Ausgewählter Text:

FPOeVP/Arbeitslosigkeit:
> Zum Thema: "Treffsicherheit"
Folgenden Brief erhielten wir ueber Umwege von einem
Beschaeftigten in der Filmbranche. Er ist ein Beispiel dafuer, wie
"treffsicher" die Masznahmen der Bundesregierung im Detail sein
koennen:
*
Die Regierung plant bekanntermaszen die Einfuehrung einer
vierwoechigen Wartefrist auf Auszahlung des Arbeitslosengeldes
nach Beendigung eines Dienstverhaeltnisses, das auf bestimmte Zeit
abgeschlossen wurde. Diese Masznahme zielt in erster Linie auf
Saisonarbeiter und Beschaeftigte der Baubranche ab, trifft jedoch
am allerhaertesten eine kleine Gruppe von Arbeitnehmern, die in
der bisherigen Diskussion vollkommen unbeachtet geblieben ist. Und
zwar jene Arbeitnehmer, die in der Filmbranche beschaeftigt sind.
Dazu muss man wissen, dass in der Filmbranche beinahe
ausschlieszlich Arbeitsvertraege auf Zeit abgeschlossen werden.
Der Arbeitgeber (die Filmproduktion) sichert sich damit die
Mitarbeit eines Filmschaffenden fuer die Dauer einer Produktion.
Je nach Projekt und Art der Taetigkeit bedeutet das ein
Dienstverhaeltnis fuer die Zeit von einigen wenigen Tagen bis zu
einigen Wochen. Mit dem Ende der Produktion endet auch das
Dienstverhaeltnis des Arbeitnehmers, der sich in
Eigenverantwortung darum zu kuemmern hat, fuer ein weiteres
Projekt engagiert zu werden.

Vorliegendes Material:

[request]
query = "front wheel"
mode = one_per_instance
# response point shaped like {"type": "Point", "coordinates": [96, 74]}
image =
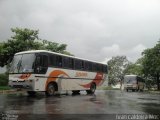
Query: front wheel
{"type": "Point", "coordinates": [50, 90]}
{"type": "Point", "coordinates": [92, 89]}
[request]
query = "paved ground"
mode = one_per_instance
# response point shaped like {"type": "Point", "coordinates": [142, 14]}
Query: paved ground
{"type": "Point", "coordinates": [96, 106]}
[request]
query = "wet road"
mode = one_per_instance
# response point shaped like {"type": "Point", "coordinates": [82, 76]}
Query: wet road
{"type": "Point", "coordinates": [102, 102]}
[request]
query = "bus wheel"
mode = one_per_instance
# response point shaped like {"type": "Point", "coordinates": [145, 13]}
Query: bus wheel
{"type": "Point", "coordinates": [31, 93]}
{"type": "Point", "coordinates": [50, 90]}
{"type": "Point", "coordinates": [92, 89]}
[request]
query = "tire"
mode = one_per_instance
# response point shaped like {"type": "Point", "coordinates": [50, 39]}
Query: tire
{"type": "Point", "coordinates": [31, 93]}
{"type": "Point", "coordinates": [50, 90]}
{"type": "Point", "coordinates": [92, 89]}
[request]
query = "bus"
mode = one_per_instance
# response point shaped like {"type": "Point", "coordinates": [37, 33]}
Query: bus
{"type": "Point", "coordinates": [133, 82]}
{"type": "Point", "coordinates": [52, 73]}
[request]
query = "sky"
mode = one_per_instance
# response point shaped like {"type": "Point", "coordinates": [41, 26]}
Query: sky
{"type": "Point", "coordinates": [92, 29]}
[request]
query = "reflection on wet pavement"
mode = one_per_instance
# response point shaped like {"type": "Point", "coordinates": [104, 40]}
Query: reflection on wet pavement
{"type": "Point", "coordinates": [102, 102]}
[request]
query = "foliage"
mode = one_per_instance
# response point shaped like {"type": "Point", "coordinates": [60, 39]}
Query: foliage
{"type": "Point", "coordinates": [135, 68]}
{"type": "Point", "coordinates": [151, 63]}
{"type": "Point", "coordinates": [117, 66]}
{"type": "Point", "coordinates": [26, 39]}
{"type": "Point", "coordinates": [3, 79]}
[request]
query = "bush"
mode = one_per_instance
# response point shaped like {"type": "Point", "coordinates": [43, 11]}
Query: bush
{"type": "Point", "coordinates": [3, 79]}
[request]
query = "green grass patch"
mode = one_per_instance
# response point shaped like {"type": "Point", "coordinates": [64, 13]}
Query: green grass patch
{"type": "Point", "coordinates": [108, 88]}
{"type": "Point", "coordinates": [5, 88]}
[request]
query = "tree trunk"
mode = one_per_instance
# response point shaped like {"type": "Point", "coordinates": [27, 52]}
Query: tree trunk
{"type": "Point", "coordinates": [158, 86]}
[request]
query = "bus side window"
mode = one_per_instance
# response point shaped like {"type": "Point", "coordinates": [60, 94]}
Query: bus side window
{"type": "Point", "coordinates": [59, 61]}
{"type": "Point", "coordinates": [52, 60]}
{"type": "Point", "coordinates": [41, 65]}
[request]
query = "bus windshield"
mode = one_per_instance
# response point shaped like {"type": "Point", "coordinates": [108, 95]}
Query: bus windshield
{"type": "Point", "coordinates": [23, 63]}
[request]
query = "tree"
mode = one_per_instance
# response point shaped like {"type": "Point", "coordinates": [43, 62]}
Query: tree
{"type": "Point", "coordinates": [151, 63]}
{"type": "Point", "coordinates": [26, 39]}
{"type": "Point", "coordinates": [117, 66]}
{"type": "Point", "coordinates": [135, 68]}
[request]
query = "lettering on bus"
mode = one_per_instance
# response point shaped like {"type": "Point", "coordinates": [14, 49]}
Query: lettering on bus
{"type": "Point", "coordinates": [81, 74]}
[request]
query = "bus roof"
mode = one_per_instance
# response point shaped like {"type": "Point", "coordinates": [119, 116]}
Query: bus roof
{"type": "Point", "coordinates": [38, 51]}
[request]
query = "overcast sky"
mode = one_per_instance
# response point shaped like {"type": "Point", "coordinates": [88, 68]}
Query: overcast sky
{"type": "Point", "coordinates": [92, 29]}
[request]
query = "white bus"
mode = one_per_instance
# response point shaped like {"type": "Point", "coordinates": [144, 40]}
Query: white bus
{"type": "Point", "coordinates": [133, 82]}
{"type": "Point", "coordinates": [41, 70]}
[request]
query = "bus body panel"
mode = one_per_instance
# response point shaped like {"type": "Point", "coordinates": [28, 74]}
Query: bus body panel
{"type": "Point", "coordinates": [133, 82]}
{"type": "Point", "coordinates": [65, 79]}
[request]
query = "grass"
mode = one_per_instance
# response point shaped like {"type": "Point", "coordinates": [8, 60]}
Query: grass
{"type": "Point", "coordinates": [5, 88]}
{"type": "Point", "coordinates": [108, 88]}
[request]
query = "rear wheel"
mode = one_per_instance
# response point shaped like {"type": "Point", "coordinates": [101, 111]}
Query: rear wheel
{"type": "Point", "coordinates": [92, 89]}
{"type": "Point", "coordinates": [50, 90]}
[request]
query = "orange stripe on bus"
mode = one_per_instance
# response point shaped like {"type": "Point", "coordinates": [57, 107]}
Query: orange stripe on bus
{"type": "Point", "coordinates": [53, 75]}
{"type": "Point", "coordinates": [97, 80]}
{"type": "Point", "coordinates": [24, 76]}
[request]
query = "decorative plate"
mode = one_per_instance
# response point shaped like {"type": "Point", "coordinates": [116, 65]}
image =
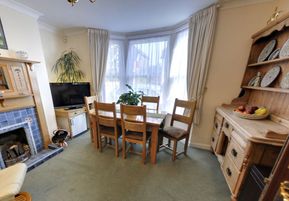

Aufgabe A:
Beantworte anhand des Textes zur Filmbranche:
(i) Wie lange soll die geplante Wartefrist auf die Auszahlung des Arbeitslosengeldes dauern?
(ii) Auf welche Gruppen zielt die Maßnahme in erster Linie ab?
(iii) Wie lange dauert ein Dienstverhältnis in der Filmbranche je nach Projekt und Art der Tätigkeit?
Aufgabe B: Zieh aus der Liste jede Zeile heraus, in der das Wort „pavement“ vorkommt.

Vollständige Lösung A:
(i) Vier Wochen.
(ii) Auf Saisonarbeiter und Beschäftigte der Baubranche.
(iii) Einige wenige Tage bis zu einigen Wochen.

Vollständige Lösung B:
query = "reflection on wet pavement"
Query: reflection on wet pavement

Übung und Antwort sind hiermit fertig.